INSTRUCTIONS ->
1. In the text on toxic textbooks, how many historians and evaluators did the Department of Education hire to rewrite chapters of "Asya"?
2. Reproduce, word for word, the stretch of the text on toxic textbooks that starts at the words "Toxic Textbooks" and ends after the words "up the challenge.".

Toxic Textbooks
For three straight days this week, the Philippine Daily Inquirer put out a help wanted ad right on one of the three pages where it does not accept paid advertisements: the front page. (The other ad-less pages are in this section.) The unusual ad called for a new crusader to come forward and wage war against “sick books” that contaminate the Philippine educational system, from grade school to high school. The call was made after Antonio Calipjo-Go, former academic supervisor of Marian School in Quezon City, announced that he had given up the fight for better textbooks in Philippine schools. But after what Go has gone through, there will be few, if any, who will be willing to take up the challenge.
After spending so much time, effort and money, what exactly did Go accomplish? While education officials, like the authors and publishers of the textbooks, were at first in a state of denial and appeared more interested in impugning his motives, in the end they had to acknowledge that Go was right about the errors. In the case of “Asya,” for example, the Department of Education was forced to issue “teaching guides” to correct the mistakes and then hired 22 historians and evaluators to rewrite entire chapters of the textbook. Last year, the department also issued a 21-page guide to correct, factual, grammatical and typographical errors in 11 new Social Studies textbooks. The National Book Development Board has also recommended the pullout of at least one textbook from private schools.
However, aside from creating some awareness of the problem, Go’s lonely crusade seems to have made little headway in improving the quality of the textbooks used by schoolchildren. “Nothing has changed,” Go himself said in frustration. “I am fighting an uphill battle that leads to nowhere."

EXTRACTED INFORMATION ->
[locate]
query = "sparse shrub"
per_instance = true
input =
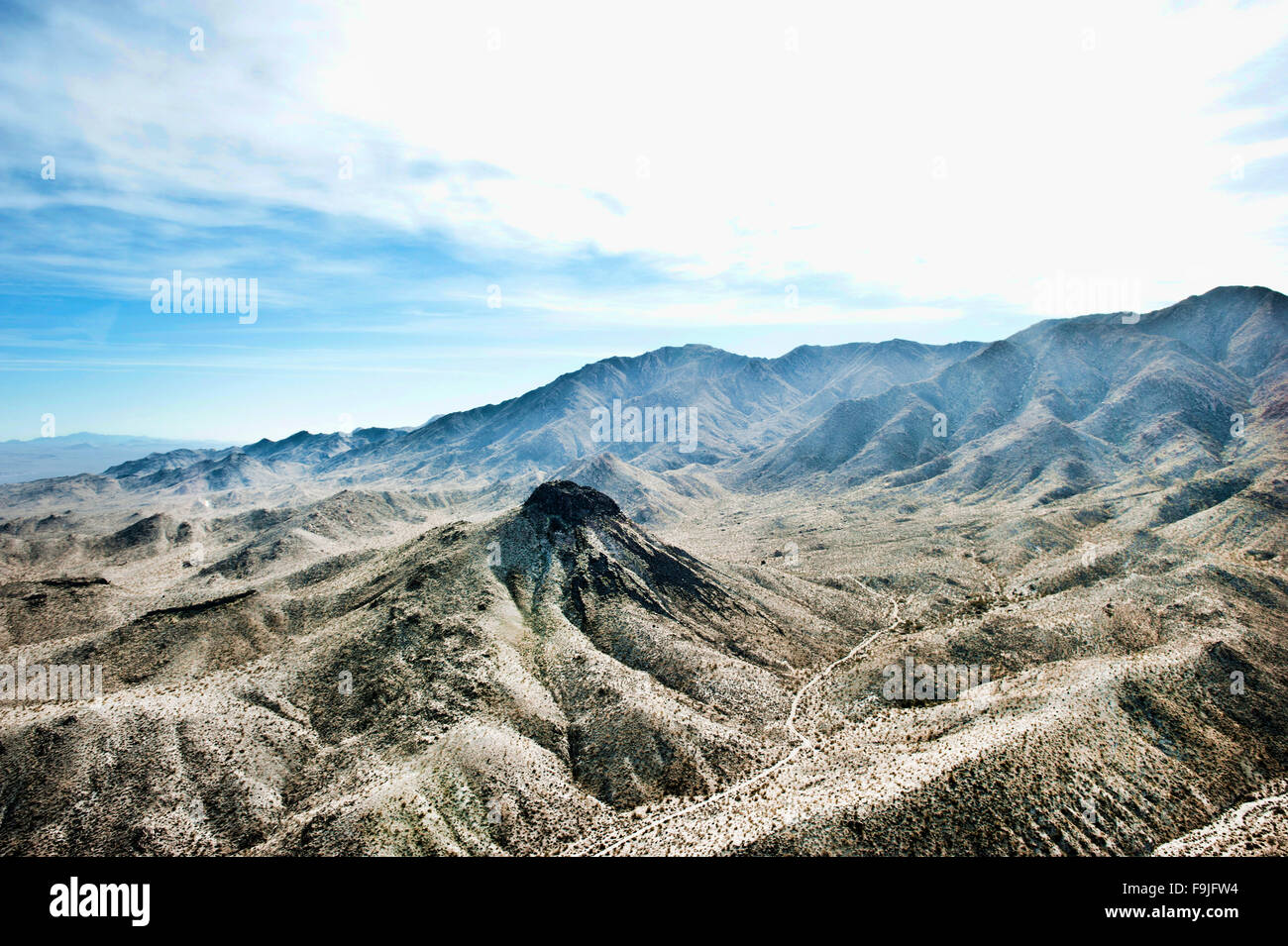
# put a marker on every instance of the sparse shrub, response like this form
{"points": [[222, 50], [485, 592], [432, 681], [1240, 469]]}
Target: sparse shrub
{"points": [[1132, 627]]}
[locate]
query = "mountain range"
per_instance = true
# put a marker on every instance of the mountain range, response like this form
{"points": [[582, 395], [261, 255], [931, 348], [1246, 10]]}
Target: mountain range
{"points": [[505, 632]]}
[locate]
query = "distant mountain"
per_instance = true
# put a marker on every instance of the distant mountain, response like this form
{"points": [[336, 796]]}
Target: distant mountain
{"points": [[1061, 407], [1052, 411], [80, 454]]}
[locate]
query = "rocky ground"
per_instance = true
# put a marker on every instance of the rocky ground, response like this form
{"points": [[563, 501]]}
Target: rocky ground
{"points": [[370, 674]]}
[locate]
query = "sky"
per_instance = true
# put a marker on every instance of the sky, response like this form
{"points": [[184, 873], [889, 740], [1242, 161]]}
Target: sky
{"points": [[447, 205]]}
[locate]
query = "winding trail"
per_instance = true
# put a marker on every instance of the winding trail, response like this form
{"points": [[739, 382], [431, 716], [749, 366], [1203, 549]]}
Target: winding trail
{"points": [[803, 743]]}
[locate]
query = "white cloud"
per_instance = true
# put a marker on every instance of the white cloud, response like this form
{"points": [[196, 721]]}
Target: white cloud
{"points": [[921, 151]]}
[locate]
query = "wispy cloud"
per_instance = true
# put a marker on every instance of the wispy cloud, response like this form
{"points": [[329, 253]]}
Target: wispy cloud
{"points": [[389, 172]]}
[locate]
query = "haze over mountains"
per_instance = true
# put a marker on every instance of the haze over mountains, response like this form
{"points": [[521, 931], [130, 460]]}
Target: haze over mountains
{"points": [[80, 454], [496, 633], [1055, 409]]}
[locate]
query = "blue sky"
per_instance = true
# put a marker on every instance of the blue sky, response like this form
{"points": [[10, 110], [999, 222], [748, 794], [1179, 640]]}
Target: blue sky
{"points": [[747, 175]]}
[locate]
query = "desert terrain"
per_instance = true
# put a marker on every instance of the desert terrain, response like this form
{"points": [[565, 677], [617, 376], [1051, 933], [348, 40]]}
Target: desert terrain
{"points": [[493, 635]]}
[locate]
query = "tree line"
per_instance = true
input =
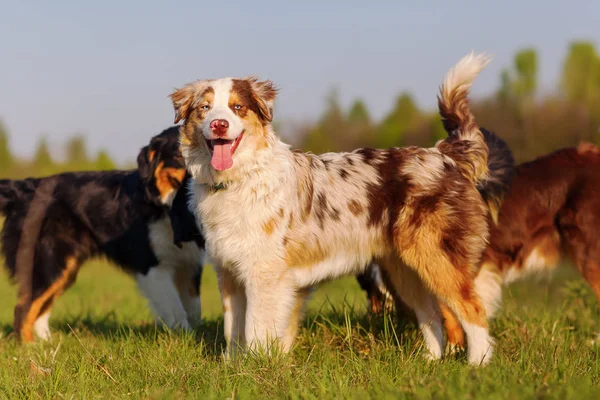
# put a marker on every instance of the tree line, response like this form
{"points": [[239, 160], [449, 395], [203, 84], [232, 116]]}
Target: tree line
{"points": [[533, 123], [76, 158]]}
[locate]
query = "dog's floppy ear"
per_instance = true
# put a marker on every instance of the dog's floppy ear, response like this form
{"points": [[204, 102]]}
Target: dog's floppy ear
{"points": [[184, 99], [145, 158], [263, 93]]}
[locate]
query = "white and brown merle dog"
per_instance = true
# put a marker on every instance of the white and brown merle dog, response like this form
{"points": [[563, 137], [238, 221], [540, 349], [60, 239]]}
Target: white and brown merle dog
{"points": [[277, 221]]}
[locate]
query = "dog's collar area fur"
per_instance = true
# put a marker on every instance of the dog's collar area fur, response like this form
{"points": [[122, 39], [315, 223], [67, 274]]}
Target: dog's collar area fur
{"points": [[215, 187]]}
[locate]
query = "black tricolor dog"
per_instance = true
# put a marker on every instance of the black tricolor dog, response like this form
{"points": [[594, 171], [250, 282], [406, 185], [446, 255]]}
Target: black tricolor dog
{"points": [[137, 219]]}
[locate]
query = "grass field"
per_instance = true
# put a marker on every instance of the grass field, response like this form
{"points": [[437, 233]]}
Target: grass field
{"points": [[106, 346]]}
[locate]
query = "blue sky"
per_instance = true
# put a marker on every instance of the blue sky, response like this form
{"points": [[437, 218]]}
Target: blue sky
{"points": [[105, 68]]}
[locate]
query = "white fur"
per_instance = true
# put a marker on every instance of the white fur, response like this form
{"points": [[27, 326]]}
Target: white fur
{"points": [[220, 110], [158, 287], [41, 327], [461, 76], [480, 344], [376, 276], [176, 308], [265, 183], [169, 197]]}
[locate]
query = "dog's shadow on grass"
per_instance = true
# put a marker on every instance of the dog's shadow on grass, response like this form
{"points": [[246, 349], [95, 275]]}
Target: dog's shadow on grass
{"points": [[109, 328]]}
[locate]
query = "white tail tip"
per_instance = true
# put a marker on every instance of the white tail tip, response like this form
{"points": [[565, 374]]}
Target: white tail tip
{"points": [[464, 72]]}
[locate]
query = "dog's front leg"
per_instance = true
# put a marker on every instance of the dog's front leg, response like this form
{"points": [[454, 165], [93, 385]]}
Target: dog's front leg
{"points": [[272, 298], [233, 297]]}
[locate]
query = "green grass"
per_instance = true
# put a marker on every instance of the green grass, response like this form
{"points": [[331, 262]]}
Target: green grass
{"points": [[106, 346]]}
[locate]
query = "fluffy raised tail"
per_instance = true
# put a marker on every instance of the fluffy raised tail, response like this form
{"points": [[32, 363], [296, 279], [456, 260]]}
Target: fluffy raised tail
{"points": [[465, 143]]}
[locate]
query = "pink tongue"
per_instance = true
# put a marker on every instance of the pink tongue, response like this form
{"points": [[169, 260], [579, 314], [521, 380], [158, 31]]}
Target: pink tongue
{"points": [[221, 156]]}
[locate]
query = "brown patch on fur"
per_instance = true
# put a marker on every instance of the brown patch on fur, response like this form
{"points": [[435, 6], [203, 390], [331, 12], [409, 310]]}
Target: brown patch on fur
{"points": [[269, 226], [390, 194], [164, 179], [42, 303], [355, 207], [189, 97], [263, 93], [586, 147], [454, 332]]}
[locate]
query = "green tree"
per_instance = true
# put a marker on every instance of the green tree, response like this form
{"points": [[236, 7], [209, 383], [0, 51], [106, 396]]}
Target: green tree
{"points": [[519, 84], [359, 127], [5, 154], [526, 67], [403, 117], [42, 160], [103, 161], [77, 156], [581, 73], [328, 133]]}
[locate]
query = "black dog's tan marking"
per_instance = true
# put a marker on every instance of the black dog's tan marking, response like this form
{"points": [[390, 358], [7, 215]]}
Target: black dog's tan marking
{"points": [[53, 225]]}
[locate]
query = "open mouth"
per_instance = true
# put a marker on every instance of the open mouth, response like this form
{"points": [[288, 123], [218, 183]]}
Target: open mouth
{"points": [[222, 151]]}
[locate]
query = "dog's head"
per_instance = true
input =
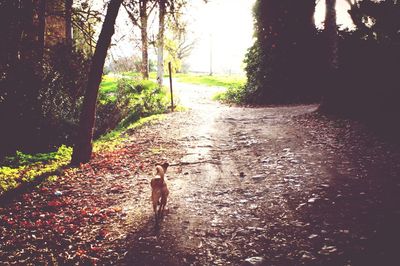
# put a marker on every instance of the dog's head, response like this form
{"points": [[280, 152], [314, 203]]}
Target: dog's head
{"points": [[163, 165]]}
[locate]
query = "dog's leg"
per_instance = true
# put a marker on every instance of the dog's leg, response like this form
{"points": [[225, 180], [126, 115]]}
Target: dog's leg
{"points": [[154, 199]]}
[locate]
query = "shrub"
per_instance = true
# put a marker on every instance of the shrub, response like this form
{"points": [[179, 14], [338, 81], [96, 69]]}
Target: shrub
{"points": [[131, 100]]}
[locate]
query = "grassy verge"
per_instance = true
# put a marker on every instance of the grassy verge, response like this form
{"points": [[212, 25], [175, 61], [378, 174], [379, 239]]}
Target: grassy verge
{"points": [[216, 80], [143, 103]]}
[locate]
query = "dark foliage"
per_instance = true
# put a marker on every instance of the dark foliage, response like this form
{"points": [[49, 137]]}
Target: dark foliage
{"points": [[283, 65], [39, 100], [367, 80]]}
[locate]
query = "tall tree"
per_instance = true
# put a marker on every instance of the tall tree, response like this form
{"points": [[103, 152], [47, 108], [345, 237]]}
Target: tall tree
{"points": [[83, 145], [139, 12], [160, 42], [330, 97], [285, 38]]}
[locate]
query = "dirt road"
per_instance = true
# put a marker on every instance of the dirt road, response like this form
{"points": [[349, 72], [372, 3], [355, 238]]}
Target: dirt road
{"points": [[248, 186], [273, 186]]}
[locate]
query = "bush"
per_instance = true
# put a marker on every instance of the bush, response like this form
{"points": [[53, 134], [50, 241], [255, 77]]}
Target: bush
{"points": [[39, 101], [131, 100]]}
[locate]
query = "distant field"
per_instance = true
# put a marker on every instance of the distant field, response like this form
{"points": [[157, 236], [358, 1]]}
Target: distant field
{"points": [[198, 79], [215, 80]]}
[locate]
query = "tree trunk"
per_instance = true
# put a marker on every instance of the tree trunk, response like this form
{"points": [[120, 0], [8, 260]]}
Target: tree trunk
{"points": [[42, 25], [145, 45], [160, 44], [83, 144], [331, 34], [331, 94], [68, 21]]}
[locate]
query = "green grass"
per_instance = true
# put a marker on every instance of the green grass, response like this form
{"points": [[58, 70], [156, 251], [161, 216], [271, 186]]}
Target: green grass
{"points": [[108, 84], [24, 168], [115, 138]]}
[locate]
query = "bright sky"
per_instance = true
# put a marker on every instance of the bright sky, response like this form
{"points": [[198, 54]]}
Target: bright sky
{"points": [[225, 29]]}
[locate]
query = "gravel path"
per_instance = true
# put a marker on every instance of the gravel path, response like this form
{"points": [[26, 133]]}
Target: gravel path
{"points": [[248, 186]]}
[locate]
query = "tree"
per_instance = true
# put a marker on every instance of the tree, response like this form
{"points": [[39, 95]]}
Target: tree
{"points": [[83, 145], [139, 12], [160, 42], [282, 63], [330, 101]]}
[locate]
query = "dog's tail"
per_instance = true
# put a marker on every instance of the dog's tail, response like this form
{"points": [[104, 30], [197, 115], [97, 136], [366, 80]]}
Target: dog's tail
{"points": [[161, 169]]}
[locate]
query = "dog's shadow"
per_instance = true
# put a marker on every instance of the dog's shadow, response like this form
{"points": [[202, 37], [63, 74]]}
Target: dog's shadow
{"points": [[151, 244]]}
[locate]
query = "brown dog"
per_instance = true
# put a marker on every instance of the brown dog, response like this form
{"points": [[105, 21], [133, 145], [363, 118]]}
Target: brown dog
{"points": [[159, 190]]}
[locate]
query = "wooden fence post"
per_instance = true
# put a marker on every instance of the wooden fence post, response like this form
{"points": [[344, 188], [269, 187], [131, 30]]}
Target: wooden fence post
{"points": [[170, 86]]}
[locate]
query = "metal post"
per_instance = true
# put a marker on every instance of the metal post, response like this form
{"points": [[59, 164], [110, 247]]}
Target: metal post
{"points": [[170, 86]]}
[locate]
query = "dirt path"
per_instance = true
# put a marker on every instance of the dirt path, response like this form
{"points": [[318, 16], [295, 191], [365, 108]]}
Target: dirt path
{"points": [[273, 186], [249, 186]]}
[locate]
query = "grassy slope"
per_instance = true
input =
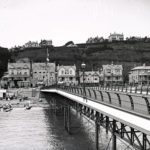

ANSWER SECTION ->
1. 22

2.
Toxic Textbooks
For three straight days this week, the Philippine Daily Inquirer put out a help wanted ad right on one of the three pages where it does not accept paid advertisements: the front page. (The other ad-less pages are in this section.) The unusual ad called for a new crusader to come forward and wage war against “sick books” that contaminate the Philippine educational system, from grade school to high school. The call was made after Antonio Calipjo-Go, former academic supervisor of Marian School in Quezon City, announced that he had given up the fight for better textbooks in Philippine schools. But after what Go has gone through, there will be few, if any, who will be willing to take up the challenge.